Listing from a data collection
-- START --
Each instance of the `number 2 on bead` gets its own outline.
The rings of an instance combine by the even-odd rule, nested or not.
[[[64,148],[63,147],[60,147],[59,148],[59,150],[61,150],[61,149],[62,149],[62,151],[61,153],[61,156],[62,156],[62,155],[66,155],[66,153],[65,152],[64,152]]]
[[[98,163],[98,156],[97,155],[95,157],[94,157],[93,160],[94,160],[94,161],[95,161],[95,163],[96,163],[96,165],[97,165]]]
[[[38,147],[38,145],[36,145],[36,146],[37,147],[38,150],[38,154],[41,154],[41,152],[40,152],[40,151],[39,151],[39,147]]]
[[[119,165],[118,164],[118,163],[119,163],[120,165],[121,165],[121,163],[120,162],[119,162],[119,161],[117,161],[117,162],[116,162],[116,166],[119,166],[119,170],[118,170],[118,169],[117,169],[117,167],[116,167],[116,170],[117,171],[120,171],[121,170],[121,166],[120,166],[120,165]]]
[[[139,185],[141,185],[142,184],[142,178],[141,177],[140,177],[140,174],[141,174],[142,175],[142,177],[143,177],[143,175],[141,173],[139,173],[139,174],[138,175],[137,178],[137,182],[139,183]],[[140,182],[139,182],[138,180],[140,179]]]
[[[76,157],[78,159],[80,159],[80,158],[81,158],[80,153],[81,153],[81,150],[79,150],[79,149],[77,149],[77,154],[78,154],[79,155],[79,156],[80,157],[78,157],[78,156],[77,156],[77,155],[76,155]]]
-- END --
- [PROBLEM DETAILS] Which lines of the listing contain the string "instance"? List each one in full, treating uppercase and lowercase letters as different.

- [SOLUTION TO THE PROBLEM]
Each instance of the `number 2 on bead` gets its own outline.
The rings of an instance combine by the even-odd rule, nested or not.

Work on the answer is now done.